Data in this exercise:
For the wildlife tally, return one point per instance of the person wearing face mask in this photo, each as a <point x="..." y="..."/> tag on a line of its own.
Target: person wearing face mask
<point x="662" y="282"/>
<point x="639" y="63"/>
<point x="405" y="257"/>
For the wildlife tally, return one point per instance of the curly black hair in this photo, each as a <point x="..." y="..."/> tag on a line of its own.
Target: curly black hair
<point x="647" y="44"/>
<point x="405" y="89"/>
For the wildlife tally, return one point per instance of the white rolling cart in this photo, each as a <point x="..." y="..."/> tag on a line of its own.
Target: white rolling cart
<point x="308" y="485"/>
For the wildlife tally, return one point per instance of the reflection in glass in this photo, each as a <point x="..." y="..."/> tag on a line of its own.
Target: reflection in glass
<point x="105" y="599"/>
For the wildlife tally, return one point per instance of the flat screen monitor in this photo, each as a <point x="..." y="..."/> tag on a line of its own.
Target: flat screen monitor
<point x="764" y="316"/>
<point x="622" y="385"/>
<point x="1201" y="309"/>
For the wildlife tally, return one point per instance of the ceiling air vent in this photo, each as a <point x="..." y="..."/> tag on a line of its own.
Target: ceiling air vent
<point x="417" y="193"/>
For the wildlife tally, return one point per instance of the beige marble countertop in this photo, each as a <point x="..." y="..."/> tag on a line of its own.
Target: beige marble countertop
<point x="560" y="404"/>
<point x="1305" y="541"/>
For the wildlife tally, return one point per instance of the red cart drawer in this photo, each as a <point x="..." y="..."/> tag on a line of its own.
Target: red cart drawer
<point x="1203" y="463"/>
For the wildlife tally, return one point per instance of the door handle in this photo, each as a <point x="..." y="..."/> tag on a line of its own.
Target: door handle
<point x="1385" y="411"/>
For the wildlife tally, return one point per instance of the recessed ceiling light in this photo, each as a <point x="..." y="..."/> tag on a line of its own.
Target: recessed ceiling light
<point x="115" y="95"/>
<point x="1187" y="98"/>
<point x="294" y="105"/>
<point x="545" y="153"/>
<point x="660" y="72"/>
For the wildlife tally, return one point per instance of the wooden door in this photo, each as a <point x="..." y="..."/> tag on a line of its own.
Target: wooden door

What is expected:
Using the material above, print every entry exactly as written.

The solution:
For the wildlife tally, return one point per instance of the person wearing face mask in this photo, each as a <point x="..." y="..."/> tag on a line of its own.
Target: person wearing face mask
<point x="662" y="282"/>
<point x="639" y="63"/>
<point x="405" y="257"/>
For the wildlife tally, return one point per instance of the curly black hair in this photo, each as a <point x="..." y="..."/> tag on a line of its own.
Target: curly black hair
<point x="647" y="44"/>
<point x="405" y="89"/>
For the wildlife tally, return one point per instance of the white rolling cart in this photo, each as a <point x="..." y="..."/> tag on a line of its own.
Target: white rolling cart
<point x="308" y="485"/>
For the wildlife tally, return one point per instance of the reflection in glass in this photo, each as a <point x="..." y="..."/> tag on a line of its own.
Target: reflection in glass
<point x="105" y="599"/>
For the wildlife tally, return one point per instance of the flat screen monitor in this photo, each as a <point x="..." y="..."/> tag on a line of its own.
Target: flat screen monitor
<point x="764" y="316"/>
<point x="622" y="385"/>
<point x="1201" y="309"/>
For the wildlife tally, return one point per instance of the ceiling air vent in this photo, each as a <point x="..." y="..."/> tag on a line of its own.
Target: ceiling air vent
<point x="417" y="193"/>
For the wildlife tally, return one point per instance of the beige marble countertop in this photo, each as a <point x="..." y="..."/> tag on a line of its own.
Target: beige marble countertop
<point x="560" y="404"/>
<point x="1305" y="541"/>
For the wildlife tally, return one point per instance of the red cart drawer in this photo, each as a <point x="..." y="..."/> tag on a line of its own.
Target: red cart drawer
<point x="1203" y="463"/>
For the wildlife tally, return one point per instance of the door handle in this photo, each as a <point x="..." y="..."/> tag on a line of its own.
Target: door handle
<point x="1385" y="411"/>
For the wildlife tally, return one point per instance of the recessed ceiling light in this photo, each as a <point x="..." y="..."/> tag on a line of its own.
Target: recessed ceiling light
<point x="115" y="95"/>
<point x="1187" y="98"/>
<point x="294" y="105"/>
<point x="545" y="153"/>
<point x="660" y="72"/>
For the wildlife tally, return one point per instance of the wooden door in this photo, each as a <point x="..." y="..."/> tag on a line of its own.
Target: wooden door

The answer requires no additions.